**Data supplied:**
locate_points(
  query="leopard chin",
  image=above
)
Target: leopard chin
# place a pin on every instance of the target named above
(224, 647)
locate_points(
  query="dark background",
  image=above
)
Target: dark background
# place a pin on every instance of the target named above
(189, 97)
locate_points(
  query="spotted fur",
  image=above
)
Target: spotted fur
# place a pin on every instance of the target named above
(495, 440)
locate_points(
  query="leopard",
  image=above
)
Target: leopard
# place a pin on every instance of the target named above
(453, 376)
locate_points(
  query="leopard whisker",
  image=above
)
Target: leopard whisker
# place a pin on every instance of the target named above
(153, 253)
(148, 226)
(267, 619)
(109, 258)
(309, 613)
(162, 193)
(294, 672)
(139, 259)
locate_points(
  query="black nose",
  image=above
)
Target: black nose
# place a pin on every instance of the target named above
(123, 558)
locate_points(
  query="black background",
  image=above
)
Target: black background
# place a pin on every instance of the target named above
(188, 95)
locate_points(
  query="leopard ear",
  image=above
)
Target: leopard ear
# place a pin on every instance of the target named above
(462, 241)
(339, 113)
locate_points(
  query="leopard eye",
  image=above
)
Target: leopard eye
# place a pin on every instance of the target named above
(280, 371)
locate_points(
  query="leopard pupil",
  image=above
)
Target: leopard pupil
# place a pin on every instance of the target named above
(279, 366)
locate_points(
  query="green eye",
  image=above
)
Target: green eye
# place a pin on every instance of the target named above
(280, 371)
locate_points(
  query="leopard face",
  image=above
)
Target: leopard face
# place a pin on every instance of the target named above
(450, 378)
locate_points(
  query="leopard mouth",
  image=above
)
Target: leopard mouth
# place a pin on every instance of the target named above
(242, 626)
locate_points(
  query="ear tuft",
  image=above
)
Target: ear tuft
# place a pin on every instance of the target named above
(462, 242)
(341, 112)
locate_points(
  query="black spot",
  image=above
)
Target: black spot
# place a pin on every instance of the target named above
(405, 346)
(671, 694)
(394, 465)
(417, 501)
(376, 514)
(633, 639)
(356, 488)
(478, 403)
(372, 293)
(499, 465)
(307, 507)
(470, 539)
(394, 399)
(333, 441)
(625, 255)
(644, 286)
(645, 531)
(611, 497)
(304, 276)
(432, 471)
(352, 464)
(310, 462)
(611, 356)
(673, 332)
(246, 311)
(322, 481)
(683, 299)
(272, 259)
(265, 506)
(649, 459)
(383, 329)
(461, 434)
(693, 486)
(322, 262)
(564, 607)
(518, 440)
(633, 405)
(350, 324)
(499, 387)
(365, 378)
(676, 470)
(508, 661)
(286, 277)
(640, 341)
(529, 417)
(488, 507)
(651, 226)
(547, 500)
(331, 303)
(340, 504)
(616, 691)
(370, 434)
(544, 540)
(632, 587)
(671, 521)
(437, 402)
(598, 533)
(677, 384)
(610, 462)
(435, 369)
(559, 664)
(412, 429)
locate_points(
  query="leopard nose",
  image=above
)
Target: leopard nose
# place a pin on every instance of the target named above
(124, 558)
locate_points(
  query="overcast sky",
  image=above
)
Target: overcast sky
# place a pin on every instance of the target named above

**Task prompt:** Recopy the entries above in their entirety, exactly.

**Result:**
locate_points(
  query="leopard chin",
  image=above
)
Target: leopard chin
# place a pin on every instance of the target named above
(224, 647)
locate_points(
  query="dark background",
  image=above
)
Target: dark background
# place a pin on every instance of the target named above
(189, 97)
locate_points(
  query="spotted fur",
  image=above
)
Target: spotted fur
# place a pin on every instance of the target named above
(495, 440)
locate_points(
  query="leopard",
  image=above
)
Target: leopard
# place a pin on every instance of the target named above
(453, 376)
locate_points(
  query="leopard whisker",
  image=above
)
Target: leopard whisker
# place a pin on every instance of the target named above
(153, 253)
(148, 226)
(267, 619)
(109, 258)
(309, 613)
(162, 193)
(294, 672)
(139, 259)
locate_points(
  query="black nose",
  image=above
)
Target: black nose
# place a pin on every instance of the target named above
(123, 558)
locate_points(
  query="black background",
  image=above
)
Target: black background
# place a pin on every instance of the target named above
(188, 95)
locate_points(
  query="leopard ear",
  image=above
)
Target: leopard ear
# place a pin on every instance of the target named above
(462, 241)
(339, 113)
locate_points(
  query="leopard eye",
  image=above
)
Target: leopard eye
# place a pin on every instance of the target named above
(280, 371)
locate_points(
  query="leopard pupil",
  image=above
)
Target: leopard pupil
# place a pin on every instance of the target named above
(279, 366)
locate_points(
  query="green eye",
  image=above
)
Target: green eye
# place a pin on every instance of the target named above
(280, 371)
locate_points(
  query="leopard face",
  image=above
)
Target: leopard face
# place a pin on every instance of the target named above
(450, 378)
locate_points(
  query="leopard mouth",
  image=above
)
Target: leopard mouth
# place a pin on every instance of the target named above
(242, 626)
locate_points(
  query="ear tuft",
  image=above
)
Target: ear tuft
# place a pin on every instance of the target named above
(462, 242)
(341, 112)
locate_points(
  query="black spot",
  image=above
)
Target: black spot
# place a pin on every instance of the target named above
(405, 346)
(671, 694)
(394, 465)
(417, 501)
(376, 514)
(633, 639)
(356, 488)
(478, 403)
(372, 293)
(499, 465)
(307, 507)
(470, 539)
(394, 399)
(333, 441)
(625, 255)
(644, 286)
(645, 531)
(611, 497)
(304, 276)
(432, 471)
(352, 464)
(310, 462)
(611, 356)
(673, 332)
(246, 311)
(322, 481)
(683, 299)
(272, 259)
(265, 506)
(649, 459)
(383, 329)
(461, 434)
(693, 486)
(322, 262)
(564, 607)
(518, 440)
(633, 405)
(350, 324)
(499, 387)
(365, 378)
(676, 470)
(508, 661)
(286, 277)
(640, 341)
(529, 417)
(488, 507)
(651, 226)
(547, 500)
(331, 303)
(340, 504)
(616, 691)
(370, 434)
(544, 540)
(632, 587)
(671, 521)
(437, 402)
(598, 533)
(677, 384)
(610, 462)
(435, 369)
(559, 664)
(412, 429)
locate_points(
  query="leopard nose",
  image=above
)
Target: leopard nose
# place a pin on every instance of the target named above
(124, 558)
locate_points(
  query="overcast sky",
  image=above
)
Target: overcast sky
# place a pin on every instance of the target named above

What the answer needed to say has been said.